## Task requirements
Treat the line containing "of the neighboring" as the first line and the final line of the material below as the last; reproduce that range exactly.

- - - -

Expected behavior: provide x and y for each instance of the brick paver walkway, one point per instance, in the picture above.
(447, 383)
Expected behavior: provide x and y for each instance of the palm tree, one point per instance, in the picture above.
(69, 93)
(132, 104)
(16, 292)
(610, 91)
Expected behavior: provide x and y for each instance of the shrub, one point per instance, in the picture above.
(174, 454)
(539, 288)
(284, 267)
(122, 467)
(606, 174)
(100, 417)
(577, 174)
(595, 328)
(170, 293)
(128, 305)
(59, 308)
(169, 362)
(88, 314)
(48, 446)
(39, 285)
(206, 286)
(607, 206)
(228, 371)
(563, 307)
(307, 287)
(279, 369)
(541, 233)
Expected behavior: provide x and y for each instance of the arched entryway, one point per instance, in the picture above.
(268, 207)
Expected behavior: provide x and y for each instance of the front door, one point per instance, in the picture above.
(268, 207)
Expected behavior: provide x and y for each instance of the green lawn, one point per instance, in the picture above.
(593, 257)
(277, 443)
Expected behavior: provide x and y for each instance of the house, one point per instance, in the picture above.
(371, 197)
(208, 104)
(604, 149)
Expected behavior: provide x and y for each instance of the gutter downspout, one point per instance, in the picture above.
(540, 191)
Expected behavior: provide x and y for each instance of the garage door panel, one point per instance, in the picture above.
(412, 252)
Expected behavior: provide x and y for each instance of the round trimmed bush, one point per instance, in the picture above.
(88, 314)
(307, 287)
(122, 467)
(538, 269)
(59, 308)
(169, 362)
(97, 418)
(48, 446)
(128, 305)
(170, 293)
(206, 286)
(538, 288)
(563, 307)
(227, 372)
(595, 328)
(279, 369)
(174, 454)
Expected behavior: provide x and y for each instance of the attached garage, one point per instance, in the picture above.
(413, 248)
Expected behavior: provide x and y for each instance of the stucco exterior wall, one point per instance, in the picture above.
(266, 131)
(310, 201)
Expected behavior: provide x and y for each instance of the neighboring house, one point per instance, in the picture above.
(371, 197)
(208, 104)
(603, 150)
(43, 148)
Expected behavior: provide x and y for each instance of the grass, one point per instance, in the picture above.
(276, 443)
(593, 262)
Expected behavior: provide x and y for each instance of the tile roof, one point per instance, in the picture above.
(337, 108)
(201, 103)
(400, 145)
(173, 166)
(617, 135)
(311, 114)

- - - -

## Solution to the exercise
Expected behavior: provide x and y for each instance of the neighboring house, one point per instance, in the picture above.
(371, 197)
(208, 104)
(603, 150)
(43, 148)
Expected behavior: provide x and y for each instance of the grass, one point per instance, in the picture above.
(276, 443)
(593, 262)
Expected behavior: provide x and y for each instance of the tile roof, one point per instance, in the picture above.
(337, 108)
(201, 103)
(400, 145)
(173, 166)
(617, 135)
(311, 114)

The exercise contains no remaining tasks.